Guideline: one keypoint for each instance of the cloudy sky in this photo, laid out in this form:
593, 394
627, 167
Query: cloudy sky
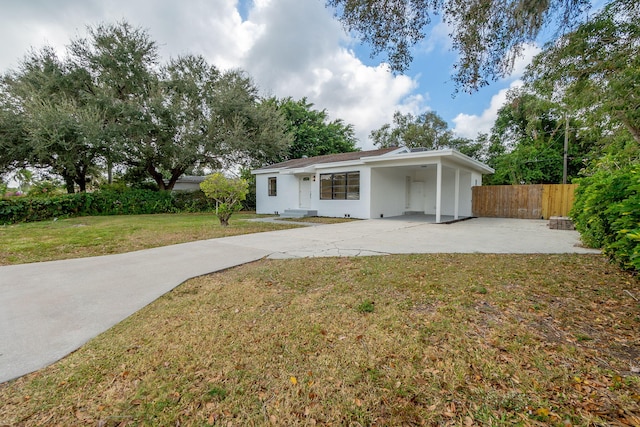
290, 47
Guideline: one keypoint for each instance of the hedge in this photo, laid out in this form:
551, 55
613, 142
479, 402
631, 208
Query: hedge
109, 202
606, 212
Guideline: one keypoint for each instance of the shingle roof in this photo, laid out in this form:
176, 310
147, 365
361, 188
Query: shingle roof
329, 158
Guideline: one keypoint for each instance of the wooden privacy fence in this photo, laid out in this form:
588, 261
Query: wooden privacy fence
523, 201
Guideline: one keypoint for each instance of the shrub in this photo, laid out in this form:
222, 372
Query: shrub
606, 212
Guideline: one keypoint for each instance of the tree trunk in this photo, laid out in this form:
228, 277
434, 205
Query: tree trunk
69, 184
175, 174
157, 176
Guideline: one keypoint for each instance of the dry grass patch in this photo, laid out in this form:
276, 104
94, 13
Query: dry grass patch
399, 340
103, 235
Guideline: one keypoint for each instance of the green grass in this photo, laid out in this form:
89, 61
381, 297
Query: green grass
91, 236
454, 340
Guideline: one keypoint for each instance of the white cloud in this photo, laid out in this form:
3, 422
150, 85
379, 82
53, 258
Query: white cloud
523, 60
470, 125
299, 53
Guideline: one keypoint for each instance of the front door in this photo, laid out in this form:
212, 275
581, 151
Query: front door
305, 192
416, 196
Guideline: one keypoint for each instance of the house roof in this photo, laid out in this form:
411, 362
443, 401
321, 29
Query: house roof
329, 158
385, 157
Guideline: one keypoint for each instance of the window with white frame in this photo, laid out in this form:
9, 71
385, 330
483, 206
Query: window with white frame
273, 186
340, 186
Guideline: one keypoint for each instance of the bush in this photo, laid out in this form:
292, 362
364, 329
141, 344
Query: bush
606, 212
111, 201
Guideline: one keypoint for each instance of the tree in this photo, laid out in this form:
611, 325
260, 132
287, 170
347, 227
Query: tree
594, 72
527, 142
110, 104
59, 129
181, 116
487, 34
228, 194
312, 132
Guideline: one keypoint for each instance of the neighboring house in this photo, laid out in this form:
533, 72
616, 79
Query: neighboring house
371, 184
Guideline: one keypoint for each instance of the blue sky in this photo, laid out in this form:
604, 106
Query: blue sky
290, 47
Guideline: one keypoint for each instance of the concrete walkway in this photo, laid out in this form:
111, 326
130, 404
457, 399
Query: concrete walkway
49, 309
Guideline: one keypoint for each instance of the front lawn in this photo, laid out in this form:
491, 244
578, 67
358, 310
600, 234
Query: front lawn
435, 340
103, 235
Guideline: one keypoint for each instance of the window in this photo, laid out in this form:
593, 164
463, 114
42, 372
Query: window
340, 186
273, 186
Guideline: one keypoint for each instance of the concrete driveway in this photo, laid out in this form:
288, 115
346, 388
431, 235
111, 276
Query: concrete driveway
49, 309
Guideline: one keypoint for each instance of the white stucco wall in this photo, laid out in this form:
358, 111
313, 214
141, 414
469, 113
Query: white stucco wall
389, 188
386, 190
286, 198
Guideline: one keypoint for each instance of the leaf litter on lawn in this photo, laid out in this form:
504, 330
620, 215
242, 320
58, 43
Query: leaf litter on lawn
454, 340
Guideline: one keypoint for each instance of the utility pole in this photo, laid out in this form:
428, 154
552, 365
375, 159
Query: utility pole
566, 148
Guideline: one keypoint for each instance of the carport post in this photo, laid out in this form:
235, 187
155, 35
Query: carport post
438, 189
456, 202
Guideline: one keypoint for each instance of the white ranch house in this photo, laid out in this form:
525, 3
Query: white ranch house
371, 184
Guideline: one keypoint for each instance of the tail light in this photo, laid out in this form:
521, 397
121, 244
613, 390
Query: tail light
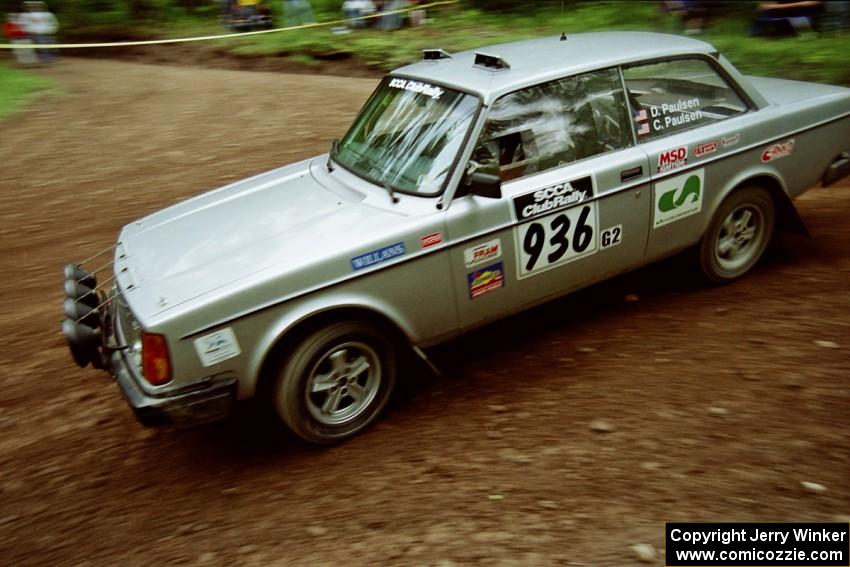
156, 364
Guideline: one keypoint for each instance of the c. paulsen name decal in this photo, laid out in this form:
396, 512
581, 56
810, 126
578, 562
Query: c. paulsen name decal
377, 256
552, 198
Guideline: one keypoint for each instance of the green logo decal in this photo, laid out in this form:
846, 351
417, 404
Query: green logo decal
668, 202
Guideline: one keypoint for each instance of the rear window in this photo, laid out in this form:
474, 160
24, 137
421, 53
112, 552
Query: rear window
673, 96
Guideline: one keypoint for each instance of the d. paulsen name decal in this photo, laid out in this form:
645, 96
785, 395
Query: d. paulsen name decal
377, 256
552, 198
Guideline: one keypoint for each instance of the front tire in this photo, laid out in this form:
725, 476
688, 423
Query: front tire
336, 381
738, 234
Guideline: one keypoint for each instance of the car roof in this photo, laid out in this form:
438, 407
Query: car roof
537, 60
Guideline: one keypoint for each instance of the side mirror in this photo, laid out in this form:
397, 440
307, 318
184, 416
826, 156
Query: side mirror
484, 185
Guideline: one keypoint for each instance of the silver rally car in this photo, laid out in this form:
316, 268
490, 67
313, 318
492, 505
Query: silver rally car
471, 186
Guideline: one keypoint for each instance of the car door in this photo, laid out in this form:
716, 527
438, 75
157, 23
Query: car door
689, 119
575, 201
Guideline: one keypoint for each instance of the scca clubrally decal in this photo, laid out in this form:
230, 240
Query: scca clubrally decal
552, 198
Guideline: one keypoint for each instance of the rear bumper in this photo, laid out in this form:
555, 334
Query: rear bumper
209, 400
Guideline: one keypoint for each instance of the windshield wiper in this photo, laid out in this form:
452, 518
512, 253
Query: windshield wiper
329, 164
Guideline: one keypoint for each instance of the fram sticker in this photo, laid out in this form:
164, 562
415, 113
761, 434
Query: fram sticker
777, 151
485, 252
671, 159
217, 347
377, 256
678, 197
552, 198
705, 149
431, 239
730, 140
485, 280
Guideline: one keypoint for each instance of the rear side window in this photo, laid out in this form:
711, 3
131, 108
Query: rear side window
674, 96
554, 124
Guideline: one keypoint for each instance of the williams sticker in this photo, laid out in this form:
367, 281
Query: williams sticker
486, 280
678, 197
377, 256
672, 159
484, 252
777, 151
431, 239
217, 347
553, 198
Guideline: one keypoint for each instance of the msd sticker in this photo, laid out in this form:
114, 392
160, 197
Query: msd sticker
217, 347
553, 198
485, 252
671, 159
485, 280
777, 151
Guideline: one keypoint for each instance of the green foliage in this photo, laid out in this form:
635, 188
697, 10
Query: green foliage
18, 87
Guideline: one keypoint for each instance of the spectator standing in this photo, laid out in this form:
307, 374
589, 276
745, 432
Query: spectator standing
358, 9
15, 33
296, 12
391, 21
40, 25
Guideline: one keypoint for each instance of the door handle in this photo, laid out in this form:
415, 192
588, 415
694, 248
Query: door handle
632, 173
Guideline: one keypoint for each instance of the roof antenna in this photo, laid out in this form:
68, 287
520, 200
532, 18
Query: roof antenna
563, 34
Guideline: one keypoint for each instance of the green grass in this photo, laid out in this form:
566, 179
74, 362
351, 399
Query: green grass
18, 87
822, 58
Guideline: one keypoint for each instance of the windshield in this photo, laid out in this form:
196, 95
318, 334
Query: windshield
408, 135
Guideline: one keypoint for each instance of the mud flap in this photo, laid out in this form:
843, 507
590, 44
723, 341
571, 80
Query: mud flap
788, 219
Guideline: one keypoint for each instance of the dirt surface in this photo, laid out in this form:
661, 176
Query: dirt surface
560, 437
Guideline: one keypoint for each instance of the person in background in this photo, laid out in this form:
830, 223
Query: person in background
15, 33
787, 18
357, 9
296, 12
391, 21
40, 25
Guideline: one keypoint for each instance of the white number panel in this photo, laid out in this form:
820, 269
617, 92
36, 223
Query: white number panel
556, 239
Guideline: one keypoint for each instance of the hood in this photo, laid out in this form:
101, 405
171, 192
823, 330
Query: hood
281, 222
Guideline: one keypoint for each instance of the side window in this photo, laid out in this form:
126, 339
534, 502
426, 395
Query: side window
554, 124
673, 96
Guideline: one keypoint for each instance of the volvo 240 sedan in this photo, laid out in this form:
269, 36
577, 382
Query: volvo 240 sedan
471, 186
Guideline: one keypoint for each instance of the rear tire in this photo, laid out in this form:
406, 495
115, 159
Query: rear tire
336, 381
738, 234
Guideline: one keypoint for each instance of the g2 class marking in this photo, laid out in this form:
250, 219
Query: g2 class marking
553, 198
611, 236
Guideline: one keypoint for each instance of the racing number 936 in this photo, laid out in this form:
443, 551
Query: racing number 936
557, 239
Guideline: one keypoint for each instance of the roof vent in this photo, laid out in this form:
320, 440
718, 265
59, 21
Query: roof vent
435, 54
490, 61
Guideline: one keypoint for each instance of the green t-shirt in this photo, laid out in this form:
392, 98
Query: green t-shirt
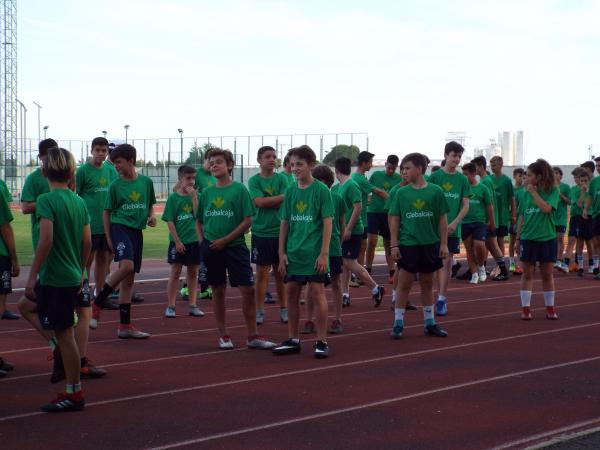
504, 194
35, 185
561, 213
366, 188
204, 179
455, 187
92, 186
538, 226
382, 180
5, 217
479, 199
350, 193
129, 201
69, 215
265, 222
222, 209
419, 211
180, 210
305, 209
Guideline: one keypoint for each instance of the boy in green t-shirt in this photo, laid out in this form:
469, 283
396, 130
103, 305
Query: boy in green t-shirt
128, 209
267, 190
419, 236
304, 238
63, 249
184, 249
224, 215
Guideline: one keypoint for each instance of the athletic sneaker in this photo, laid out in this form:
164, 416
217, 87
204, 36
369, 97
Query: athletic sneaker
225, 343
195, 311
551, 313
397, 329
283, 315
309, 327
65, 402
378, 297
441, 307
259, 342
435, 330
287, 347
131, 332
321, 349
335, 327
170, 312
88, 370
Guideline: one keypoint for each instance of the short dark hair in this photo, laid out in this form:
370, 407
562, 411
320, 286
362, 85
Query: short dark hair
343, 165
453, 146
263, 150
99, 141
418, 160
185, 170
364, 157
125, 151
393, 160
303, 152
46, 144
324, 174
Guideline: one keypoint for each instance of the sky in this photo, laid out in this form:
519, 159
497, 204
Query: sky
405, 72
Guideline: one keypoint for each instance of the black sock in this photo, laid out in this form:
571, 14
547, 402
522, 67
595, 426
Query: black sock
125, 313
103, 295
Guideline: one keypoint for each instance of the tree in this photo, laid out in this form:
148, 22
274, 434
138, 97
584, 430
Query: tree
349, 151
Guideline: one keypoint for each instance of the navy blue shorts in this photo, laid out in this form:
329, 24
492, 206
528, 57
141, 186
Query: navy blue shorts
538, 251
233, 261
420, 258
191, 256
5, 270
99, 242
351, 247
335, 265
476, 230
128, 244
265, 251
377, 224
55, 306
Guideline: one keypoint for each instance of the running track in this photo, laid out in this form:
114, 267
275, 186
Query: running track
495, 382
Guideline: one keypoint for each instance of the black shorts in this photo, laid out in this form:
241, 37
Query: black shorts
351, 247
191, 256
476, 230
55, 306
377, 224
99, 242
538, 251
233, 261
335, 265
5, 270
420, 258
265, 251
128, 244
303, 279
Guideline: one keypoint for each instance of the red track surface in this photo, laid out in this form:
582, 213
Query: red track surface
495, 381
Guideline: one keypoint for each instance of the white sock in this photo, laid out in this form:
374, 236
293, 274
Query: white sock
399, 314
525, 299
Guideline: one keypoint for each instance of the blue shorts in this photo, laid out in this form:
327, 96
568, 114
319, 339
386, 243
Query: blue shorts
191, 256
377, 223
128, 244
351, 247
233, 261
538, 251
265, 250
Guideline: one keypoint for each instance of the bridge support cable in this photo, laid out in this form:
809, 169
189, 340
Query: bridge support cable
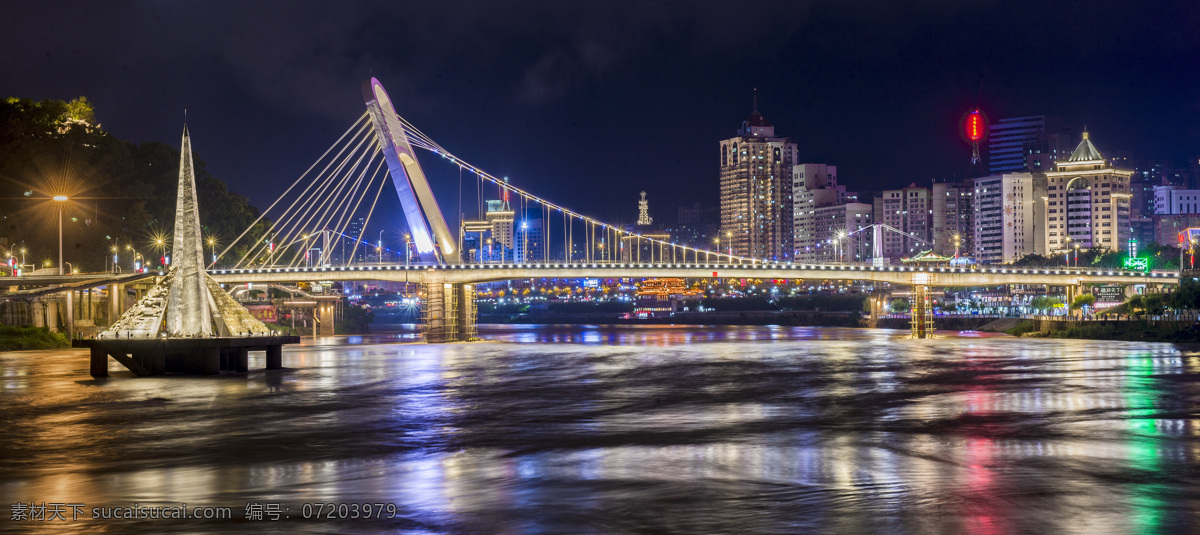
419, 139
315, 214
335, 202
358, 125
358, 240
345, 218
285, 218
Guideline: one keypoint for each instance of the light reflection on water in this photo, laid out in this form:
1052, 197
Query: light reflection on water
628, 428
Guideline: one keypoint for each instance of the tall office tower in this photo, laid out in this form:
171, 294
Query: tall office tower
831, 239
1006, 223
1014, 142
814, 186
697, 226
1143, 208
528, 242
1087, 202
953, 217
910, 211
756, 191
499, 216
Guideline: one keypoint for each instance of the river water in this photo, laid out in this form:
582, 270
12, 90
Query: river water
622, 428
-=-=-
Problem to work on
Transcribe, from the material above, the stretch starting at the line with "Query: leaf litter on lawn" and ending at the line with "Guideline: one keypoint for each instance of the car door", both included, exactly. Do not carry over pictures.

Task answer
Query: leaf litter on lawn
454, 340
Guideline: one keypoint for each instance of the utility pole in this photo, laid out in this form:
428, 154
552, 365
375, 159
Query: utility pole
566, 148
Guideline: one keypoint for each instance of the carport post in this photo, laid out in this form:
235, 187
155, 35
Query: carport post
438, 189
456, 202
Guideline: one keypoint for each instance of the white ranch house in this photo, laid out in this form:
525, 3
Query: white ranch house
371, 184
Guideline: one keypoint for each instance of the tail light in this photo, laid out in this form:
521, 397
121, 244
613, 390
Query: tail light
156, 364
Guideline: one keypoint for each instance of the c. paulsen name decal in this photo, laid out in this form:
396, 512
581, 56
810, 126
578, 562
Query: c. paulsen name decal
377, 256
552, 198
Guideline: one keypoint for each instance of the green logo decal in this photo, laid out in this form:
846, 351
417, 404
Query: green logo decal
668, 202
Guideline: one keypoint for each instance of the rear window in this photo, laid out in this form:
474, 160
24, 137
421, 53
112, 552
Query: rear window
673, 96
Guideline: one keypoint for each instance of the d. paulsen name decal in this photo, laid out in this form:
645, 96
785, 395
Query: d. paulsen name decal
377, 256
552, 198
Guideline: one keypoint for each instance of the front tire in this photo, laid out in this form:
725, 476
688, 423
Query: front tire
336, 381
738, 234
Guideline: one keypoint for each instance of the car roof in this photo, laid out in this form:
438, 407
Query: car roof
537, 60
Guideline: one keypoint for each instance of the side mirror in this photo, laid out in this form:
397, 440
307, 318
184, 416
826, 156
Query: side mirror
484, 185
Guideline: one keypoint for each instance of the silver rally car in this photo, laid out in this form:
316, 268
490, 67
313, 318
492, 505
Query: silver rally car
471, 186
Guideline: one keypoint for each instance of the car door in this photo, laid out in this form:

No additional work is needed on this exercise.